▶ [Brief] Write what comes next in the "Another Canadian!" mouse-keeping forum thread, picking up right after its last line.

# Another Canadian!



## Vicats (Dec 8, 2012)

Hello everyone,

My name is Victoria and I live in Ontario, Canada. My province doesn't appear to have many mouse breeders, but I was lucky enough to find a good one not too far from where I live. Two satin girls will be my first mice come the new year! Breeding isn't on my list of priorities right now, but I am interested in moving in that direction eventually. Unfortunately, demand for non-feeders is very low in my region.

From a longer-term standpoint, my "dream mice" would be coffee or dove fox caracul (or Rex), or standard coat dilute tricolours. This is a fairly far-off goal, though... there is no Canadian fancier association to my knowledge, so if I were to breed it would be exclusively as pets.

The breeder I've found spoke very highly of this forum, so I'll be snooping around a bit and trying to absorb as much info as possible!


----------



## Cordane (May 22, 2012)

▶ [Source data]
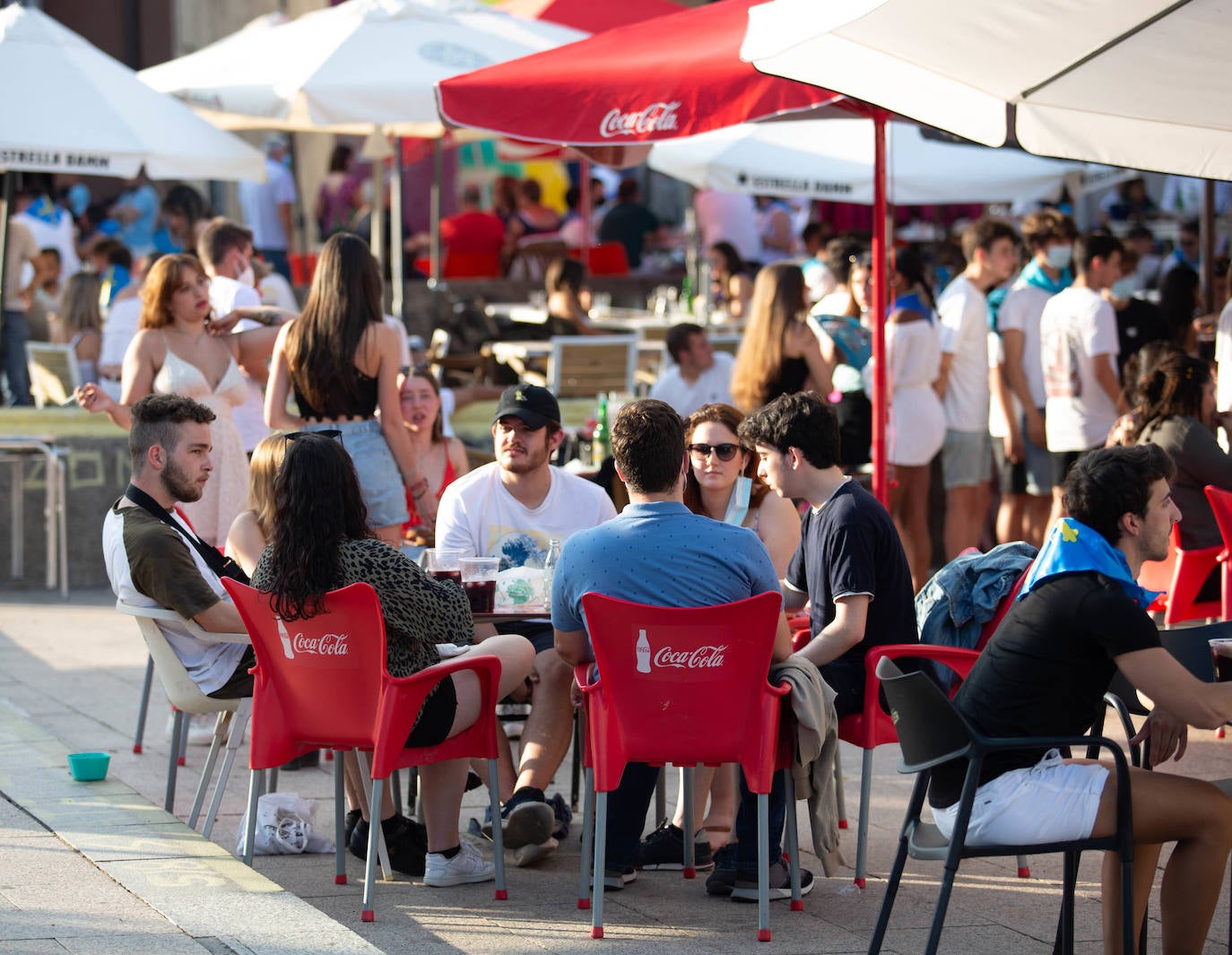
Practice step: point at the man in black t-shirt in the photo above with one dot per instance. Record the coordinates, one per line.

▶ [Task output]
Rex anything is my dream but they aren't available here. I look forward to seeing pictures of your new babies once you get them 

Welcome Victoria!


----------



## WoodWitch (Oct 18, 2009)

Welcome


----------



## DaisyTailsMousery (Nov 8, 2012)

hello and welcome


----------



## pro-petz (Nov 14, 2012)

Hello and welcome Victoria.


----------



## besty74 (May 26, 2012)

hello and welcome


----------



## ThatCertainGlow (Jun 23, 2012)

Welcome, Victoria.


----------



## Vicats (Dec 8, 2012)

Thanks for the welcome, everyone. c: I hope to learn a lot here!


----------



## andypandy29us (Aug 10, 2012)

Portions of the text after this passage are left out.